## Exercise details
Scan the records for the line containing "A point falls on each instance of the grass in"; extract it and all later lines, verbatim, through the end, and nothing before it.
— begin Data listing —
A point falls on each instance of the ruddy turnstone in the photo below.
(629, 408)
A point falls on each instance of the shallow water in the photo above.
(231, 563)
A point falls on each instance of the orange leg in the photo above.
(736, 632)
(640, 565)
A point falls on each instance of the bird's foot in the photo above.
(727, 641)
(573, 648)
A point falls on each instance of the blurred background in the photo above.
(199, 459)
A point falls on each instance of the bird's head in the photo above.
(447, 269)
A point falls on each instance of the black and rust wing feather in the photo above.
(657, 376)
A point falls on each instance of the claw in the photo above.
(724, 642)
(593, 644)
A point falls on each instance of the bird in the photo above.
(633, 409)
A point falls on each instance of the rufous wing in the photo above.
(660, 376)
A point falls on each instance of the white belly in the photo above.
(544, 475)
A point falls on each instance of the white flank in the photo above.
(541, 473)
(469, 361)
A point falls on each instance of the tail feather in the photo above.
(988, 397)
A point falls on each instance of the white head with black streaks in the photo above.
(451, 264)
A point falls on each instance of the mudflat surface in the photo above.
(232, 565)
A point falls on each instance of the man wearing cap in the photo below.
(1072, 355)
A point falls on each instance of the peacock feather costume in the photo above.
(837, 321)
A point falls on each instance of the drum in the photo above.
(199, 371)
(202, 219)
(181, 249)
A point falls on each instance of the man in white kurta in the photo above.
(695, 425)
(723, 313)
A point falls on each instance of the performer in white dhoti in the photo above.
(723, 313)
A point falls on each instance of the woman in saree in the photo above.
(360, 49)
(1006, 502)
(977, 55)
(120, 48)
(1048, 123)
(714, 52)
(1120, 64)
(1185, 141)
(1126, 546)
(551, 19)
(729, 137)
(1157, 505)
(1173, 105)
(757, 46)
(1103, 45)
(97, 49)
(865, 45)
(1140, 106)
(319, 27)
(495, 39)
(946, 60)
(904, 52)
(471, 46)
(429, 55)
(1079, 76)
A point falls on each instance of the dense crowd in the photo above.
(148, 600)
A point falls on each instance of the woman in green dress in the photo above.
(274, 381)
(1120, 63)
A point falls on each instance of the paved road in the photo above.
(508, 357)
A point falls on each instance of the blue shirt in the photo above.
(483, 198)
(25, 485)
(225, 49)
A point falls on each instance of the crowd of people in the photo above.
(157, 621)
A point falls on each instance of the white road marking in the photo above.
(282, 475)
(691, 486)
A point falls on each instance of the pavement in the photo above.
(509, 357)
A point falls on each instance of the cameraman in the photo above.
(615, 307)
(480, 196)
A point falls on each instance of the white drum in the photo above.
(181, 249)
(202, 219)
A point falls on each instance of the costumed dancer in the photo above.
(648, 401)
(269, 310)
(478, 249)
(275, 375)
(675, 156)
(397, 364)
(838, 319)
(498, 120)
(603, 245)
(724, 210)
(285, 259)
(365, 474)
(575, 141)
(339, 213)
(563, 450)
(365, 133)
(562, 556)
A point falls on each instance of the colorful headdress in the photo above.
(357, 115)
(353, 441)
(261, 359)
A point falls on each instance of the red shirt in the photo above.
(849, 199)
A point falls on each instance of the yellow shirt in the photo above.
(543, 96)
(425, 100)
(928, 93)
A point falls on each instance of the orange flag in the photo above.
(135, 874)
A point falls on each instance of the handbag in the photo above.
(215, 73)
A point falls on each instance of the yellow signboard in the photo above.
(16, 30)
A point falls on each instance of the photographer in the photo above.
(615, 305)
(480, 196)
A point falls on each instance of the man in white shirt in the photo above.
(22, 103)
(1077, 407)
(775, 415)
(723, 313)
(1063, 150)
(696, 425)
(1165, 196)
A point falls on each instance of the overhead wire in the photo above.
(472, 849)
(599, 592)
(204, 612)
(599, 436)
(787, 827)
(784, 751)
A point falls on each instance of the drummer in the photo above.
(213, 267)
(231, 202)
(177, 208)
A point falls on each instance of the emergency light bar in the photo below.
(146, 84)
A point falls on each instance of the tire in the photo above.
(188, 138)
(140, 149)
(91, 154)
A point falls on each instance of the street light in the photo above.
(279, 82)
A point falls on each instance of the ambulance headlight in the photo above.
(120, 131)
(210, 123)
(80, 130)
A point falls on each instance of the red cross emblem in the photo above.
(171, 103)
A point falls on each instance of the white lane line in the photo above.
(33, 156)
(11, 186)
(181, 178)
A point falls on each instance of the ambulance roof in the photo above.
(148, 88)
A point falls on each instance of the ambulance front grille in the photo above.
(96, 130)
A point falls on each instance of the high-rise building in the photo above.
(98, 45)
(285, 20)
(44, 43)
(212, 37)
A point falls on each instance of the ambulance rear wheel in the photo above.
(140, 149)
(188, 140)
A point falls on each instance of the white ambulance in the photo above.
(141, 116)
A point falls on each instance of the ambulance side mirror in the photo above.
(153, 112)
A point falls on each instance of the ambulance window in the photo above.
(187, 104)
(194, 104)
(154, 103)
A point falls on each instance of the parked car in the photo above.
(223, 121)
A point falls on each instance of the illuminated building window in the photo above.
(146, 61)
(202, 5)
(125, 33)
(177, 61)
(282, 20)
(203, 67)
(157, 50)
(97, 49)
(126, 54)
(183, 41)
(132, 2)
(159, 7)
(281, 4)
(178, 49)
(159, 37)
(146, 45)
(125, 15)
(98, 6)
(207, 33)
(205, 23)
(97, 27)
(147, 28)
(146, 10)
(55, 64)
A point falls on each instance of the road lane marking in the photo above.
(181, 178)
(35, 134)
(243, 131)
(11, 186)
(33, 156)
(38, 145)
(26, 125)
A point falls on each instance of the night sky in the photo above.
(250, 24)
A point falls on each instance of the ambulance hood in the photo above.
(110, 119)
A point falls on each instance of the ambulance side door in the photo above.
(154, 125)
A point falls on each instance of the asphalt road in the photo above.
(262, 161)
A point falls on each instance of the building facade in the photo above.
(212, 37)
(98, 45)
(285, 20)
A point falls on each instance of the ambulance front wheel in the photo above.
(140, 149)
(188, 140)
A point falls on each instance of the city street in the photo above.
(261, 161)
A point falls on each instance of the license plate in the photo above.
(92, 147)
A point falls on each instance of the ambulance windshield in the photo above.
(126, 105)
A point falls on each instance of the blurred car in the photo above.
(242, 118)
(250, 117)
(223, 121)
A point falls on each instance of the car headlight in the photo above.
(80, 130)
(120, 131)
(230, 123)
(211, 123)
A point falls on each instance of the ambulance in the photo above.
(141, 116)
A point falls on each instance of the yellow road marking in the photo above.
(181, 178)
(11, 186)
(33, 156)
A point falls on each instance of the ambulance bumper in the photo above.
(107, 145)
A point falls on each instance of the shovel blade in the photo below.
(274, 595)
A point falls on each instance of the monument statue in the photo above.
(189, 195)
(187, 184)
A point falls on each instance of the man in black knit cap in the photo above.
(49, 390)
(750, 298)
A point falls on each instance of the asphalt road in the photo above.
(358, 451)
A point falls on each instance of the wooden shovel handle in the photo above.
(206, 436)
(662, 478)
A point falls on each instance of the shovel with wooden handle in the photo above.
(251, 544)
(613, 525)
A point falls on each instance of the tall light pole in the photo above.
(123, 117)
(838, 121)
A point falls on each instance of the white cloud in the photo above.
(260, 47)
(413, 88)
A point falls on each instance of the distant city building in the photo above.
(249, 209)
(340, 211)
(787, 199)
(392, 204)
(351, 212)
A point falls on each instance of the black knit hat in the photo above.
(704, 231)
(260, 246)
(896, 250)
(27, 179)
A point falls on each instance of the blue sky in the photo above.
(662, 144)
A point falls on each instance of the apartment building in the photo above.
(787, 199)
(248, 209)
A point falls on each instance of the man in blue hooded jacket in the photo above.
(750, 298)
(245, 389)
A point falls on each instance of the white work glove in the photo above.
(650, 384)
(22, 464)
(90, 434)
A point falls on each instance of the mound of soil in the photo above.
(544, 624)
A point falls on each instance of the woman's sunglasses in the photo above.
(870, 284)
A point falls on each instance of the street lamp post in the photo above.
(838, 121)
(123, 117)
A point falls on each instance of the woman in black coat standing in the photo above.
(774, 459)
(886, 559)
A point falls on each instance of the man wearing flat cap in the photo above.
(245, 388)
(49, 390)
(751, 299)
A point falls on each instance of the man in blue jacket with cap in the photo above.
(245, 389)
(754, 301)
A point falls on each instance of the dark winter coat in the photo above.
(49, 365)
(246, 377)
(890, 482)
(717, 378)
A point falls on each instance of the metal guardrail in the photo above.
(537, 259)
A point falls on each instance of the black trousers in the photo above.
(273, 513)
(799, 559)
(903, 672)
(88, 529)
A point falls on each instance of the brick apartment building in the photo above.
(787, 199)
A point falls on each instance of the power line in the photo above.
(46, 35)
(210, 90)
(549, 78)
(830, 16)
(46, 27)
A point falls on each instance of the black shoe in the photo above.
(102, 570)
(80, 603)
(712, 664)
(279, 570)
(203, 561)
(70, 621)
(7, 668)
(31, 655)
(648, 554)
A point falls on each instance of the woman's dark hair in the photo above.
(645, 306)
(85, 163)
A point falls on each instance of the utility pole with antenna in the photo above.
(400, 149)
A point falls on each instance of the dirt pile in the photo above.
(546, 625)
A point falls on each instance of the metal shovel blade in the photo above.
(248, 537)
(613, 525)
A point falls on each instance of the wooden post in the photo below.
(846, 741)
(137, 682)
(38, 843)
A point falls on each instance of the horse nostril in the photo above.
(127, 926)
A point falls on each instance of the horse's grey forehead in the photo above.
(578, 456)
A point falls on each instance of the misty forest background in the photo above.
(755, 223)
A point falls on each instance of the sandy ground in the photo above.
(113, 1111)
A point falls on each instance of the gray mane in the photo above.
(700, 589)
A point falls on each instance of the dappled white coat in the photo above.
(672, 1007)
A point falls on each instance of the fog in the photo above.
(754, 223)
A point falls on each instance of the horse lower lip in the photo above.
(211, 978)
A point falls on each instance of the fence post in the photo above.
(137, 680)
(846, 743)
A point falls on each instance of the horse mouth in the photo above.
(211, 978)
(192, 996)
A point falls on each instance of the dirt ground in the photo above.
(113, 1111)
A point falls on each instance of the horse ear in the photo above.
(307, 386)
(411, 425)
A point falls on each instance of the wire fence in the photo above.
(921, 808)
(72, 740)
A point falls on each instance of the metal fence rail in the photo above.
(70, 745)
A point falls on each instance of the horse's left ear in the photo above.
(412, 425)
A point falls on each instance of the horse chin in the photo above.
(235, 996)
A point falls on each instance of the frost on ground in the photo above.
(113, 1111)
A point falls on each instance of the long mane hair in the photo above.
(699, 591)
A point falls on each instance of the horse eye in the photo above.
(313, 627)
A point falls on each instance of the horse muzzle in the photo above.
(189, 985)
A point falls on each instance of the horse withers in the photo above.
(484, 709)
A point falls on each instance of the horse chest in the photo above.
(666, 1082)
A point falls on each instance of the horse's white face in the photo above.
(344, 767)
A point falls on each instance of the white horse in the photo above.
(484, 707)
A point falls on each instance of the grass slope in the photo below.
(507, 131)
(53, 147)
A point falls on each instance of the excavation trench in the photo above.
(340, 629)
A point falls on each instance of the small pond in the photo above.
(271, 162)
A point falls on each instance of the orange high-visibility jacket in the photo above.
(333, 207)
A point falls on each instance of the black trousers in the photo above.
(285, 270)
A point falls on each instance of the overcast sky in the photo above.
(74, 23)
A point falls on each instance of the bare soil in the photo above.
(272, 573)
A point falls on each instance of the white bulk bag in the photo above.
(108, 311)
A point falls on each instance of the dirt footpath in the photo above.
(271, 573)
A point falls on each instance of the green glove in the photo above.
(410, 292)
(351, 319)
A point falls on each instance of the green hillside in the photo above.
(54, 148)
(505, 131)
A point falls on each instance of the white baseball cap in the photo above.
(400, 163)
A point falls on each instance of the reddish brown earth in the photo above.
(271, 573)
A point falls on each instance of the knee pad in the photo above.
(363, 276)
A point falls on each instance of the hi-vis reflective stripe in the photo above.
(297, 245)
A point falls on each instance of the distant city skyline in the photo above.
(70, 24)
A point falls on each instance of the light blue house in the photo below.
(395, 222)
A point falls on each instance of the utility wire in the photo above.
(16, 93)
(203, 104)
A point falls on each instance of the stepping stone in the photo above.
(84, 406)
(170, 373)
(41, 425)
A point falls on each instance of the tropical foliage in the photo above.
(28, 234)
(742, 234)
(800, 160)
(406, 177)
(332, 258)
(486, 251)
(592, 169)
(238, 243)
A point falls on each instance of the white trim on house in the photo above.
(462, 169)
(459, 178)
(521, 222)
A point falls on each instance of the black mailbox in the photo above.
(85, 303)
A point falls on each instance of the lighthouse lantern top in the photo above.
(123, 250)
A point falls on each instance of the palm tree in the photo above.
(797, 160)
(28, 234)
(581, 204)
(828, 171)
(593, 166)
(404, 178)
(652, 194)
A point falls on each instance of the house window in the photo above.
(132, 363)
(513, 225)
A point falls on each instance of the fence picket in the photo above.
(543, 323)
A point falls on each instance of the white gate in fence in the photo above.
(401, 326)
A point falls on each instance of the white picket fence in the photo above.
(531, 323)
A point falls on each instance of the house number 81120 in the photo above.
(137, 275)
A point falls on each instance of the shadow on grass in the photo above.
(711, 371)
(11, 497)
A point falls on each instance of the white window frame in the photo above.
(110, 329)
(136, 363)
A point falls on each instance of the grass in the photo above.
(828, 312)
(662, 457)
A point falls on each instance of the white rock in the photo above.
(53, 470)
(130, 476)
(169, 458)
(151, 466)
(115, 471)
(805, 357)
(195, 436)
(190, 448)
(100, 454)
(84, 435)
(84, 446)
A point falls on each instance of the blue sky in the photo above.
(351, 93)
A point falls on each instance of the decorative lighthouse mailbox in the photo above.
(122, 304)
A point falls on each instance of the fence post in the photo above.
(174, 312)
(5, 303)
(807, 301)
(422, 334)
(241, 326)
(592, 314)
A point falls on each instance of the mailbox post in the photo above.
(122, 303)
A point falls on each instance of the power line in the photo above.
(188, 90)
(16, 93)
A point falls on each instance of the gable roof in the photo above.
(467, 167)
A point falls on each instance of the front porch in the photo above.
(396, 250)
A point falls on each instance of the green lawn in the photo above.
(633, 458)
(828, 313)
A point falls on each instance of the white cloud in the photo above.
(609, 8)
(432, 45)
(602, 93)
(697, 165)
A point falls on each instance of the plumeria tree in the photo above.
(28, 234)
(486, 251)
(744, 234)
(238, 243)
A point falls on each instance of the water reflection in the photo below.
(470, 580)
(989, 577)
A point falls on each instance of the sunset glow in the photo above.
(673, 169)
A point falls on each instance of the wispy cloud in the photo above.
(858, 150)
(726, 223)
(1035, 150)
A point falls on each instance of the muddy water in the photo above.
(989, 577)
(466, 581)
— end Data listing —
## Response
A point falls on each instance of the grass in the photo above.
(828, 312)
(662, 457)
A point falls on each instance of the white rock in the photo above.
(53, 470)
(130, 476)
(169, 458)
(151, 466)
(115, 471)
(805, 357)
(195, 436)
(190, 448)
(100, 454)
(84, 435)
(84, 446)
A point falls on each instance of the blue sky in the photo above.
(351, 93)
A point falls on each instance of the decorative lighthouse mailbox in the photo above.
(122, 304)
A point falls on each instance of the fence post in the photo above.
(174, 312)
(5, 303)
(807, 301)
(422, 334)
(241, 326)
(592, 314)
A point falls on each instance of the mailbox post in the photo above.
(122, 303)
A point falls on each instance of the power line in the photo above.
(188, 90)
(16, 93)
A point falls on each instance of the gable roof in the photo above.
(467, 167)
A point falls on each instance of the front porch in the photo above.
(396, 250)
A point falls on each instance of the green lawn in the photo above.
(633, 458)
(828, 313)
A point falls on each instance of the white cloud in the photo above.
(609, 8)
(432, 45)
(602, 93)
(697, 165)
A point falls on each instance of the plumeria tree in the photo above.
(28, 234)
(486, 251)
(744, 234)
(238, 243)
A point falls on each instance of the water reflection in the photo below.
(470, 580)
(989, 577)
A point falls on each instance of the sunset glow in the photo above.
(673, 169)
A point falls on each instance of the wispy cloud in the photo above.
(858, 150)
(726, 223)
(1035, 150)
A point falls on each instance of the muddy water in the photo above.
(989, 577)
(466, 581)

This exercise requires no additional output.